%%
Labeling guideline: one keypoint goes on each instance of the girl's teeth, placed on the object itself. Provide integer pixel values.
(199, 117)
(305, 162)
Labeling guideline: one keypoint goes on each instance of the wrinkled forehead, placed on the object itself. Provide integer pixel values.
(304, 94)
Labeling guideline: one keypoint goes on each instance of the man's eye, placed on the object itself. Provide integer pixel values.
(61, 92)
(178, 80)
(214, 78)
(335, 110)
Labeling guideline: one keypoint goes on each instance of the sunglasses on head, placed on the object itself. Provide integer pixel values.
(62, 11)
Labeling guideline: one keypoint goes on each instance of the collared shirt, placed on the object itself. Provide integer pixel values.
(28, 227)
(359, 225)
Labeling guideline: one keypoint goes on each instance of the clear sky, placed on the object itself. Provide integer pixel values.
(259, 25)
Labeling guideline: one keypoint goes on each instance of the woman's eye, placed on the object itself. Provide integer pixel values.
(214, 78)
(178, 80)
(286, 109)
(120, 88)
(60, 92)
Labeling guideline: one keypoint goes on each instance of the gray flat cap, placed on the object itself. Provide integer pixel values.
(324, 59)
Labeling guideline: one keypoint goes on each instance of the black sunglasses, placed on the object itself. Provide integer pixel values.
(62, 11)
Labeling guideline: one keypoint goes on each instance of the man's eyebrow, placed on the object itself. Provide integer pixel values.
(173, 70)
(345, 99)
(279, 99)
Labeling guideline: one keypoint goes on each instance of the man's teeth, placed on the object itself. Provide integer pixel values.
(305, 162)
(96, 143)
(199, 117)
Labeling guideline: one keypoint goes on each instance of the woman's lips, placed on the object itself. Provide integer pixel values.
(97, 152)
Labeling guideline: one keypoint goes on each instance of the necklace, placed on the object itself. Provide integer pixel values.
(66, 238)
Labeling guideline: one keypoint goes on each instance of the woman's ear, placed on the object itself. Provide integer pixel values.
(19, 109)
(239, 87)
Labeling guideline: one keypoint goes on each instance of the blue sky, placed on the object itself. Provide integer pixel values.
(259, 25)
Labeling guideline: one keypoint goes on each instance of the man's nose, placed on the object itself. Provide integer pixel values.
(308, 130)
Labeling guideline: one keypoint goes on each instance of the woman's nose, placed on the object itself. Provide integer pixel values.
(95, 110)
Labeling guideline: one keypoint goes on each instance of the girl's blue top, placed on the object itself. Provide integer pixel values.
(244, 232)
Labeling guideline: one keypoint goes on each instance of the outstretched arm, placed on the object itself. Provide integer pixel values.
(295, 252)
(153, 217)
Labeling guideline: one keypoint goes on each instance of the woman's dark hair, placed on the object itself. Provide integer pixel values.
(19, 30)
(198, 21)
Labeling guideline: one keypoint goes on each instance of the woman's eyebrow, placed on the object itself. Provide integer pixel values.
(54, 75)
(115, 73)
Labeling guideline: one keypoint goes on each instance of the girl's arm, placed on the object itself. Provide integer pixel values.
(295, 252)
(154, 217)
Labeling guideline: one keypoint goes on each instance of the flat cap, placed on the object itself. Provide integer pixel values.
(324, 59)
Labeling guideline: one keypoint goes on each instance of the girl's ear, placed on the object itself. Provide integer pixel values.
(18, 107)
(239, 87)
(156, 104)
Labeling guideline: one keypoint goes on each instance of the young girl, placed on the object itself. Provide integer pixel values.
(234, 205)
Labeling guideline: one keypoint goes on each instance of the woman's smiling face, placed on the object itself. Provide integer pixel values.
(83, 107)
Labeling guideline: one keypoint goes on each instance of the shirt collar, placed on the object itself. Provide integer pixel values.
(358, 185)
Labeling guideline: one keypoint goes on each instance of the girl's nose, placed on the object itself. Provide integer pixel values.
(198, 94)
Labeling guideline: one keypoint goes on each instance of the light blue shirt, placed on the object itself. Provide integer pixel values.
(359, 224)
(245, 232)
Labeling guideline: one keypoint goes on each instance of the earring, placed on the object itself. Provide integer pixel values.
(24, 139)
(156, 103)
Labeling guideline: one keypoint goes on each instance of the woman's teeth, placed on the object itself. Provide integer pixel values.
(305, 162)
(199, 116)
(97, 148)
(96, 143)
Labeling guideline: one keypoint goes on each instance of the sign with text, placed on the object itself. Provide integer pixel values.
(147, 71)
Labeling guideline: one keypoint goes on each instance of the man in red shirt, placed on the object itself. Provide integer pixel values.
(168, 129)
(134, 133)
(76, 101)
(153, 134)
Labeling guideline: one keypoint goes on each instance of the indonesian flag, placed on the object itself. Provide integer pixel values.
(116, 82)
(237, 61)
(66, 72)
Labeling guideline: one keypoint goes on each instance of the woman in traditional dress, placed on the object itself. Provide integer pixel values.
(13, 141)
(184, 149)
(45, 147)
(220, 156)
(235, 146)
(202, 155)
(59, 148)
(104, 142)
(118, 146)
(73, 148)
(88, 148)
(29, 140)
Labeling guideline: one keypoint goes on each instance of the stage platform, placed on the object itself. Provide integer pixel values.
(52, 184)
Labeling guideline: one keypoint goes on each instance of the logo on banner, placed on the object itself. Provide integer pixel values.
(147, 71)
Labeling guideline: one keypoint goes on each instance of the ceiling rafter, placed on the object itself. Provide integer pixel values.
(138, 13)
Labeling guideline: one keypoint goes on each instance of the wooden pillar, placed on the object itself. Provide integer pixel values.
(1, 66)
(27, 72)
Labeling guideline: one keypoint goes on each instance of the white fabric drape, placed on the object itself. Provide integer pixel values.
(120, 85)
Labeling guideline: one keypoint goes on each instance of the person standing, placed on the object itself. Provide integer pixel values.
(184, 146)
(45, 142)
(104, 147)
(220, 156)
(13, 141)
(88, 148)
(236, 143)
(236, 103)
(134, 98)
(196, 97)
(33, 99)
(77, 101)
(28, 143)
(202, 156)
%%
• _Requirements_
Print from the line containing "of the wooden" to the last line above, exactly as written.

• _The output_
Labeling guideline: one keypoint goes on each instance of the wooden pillar, placed on the object itself. Provide integer pixel values.
(1, 66)
(27, 72)
Labeling guideline: one keypoint goes on each instance of the white fabric drape, placed on the object itself. Provide integer pixel values.
(120, 85)
Labeling guideline: one keypoint goes on each instance of the person standing, placed on the object itself. Provide integer pixel values.
(184, 146)
(45, 142)
(104, 147)
(220, 156)
(13, 141)
(88, 148)
(236, 143)
(236, 103)
(134, 98)
(196, 97)
(33, 99)
(77, 101)
(28, 143)
(202, 156)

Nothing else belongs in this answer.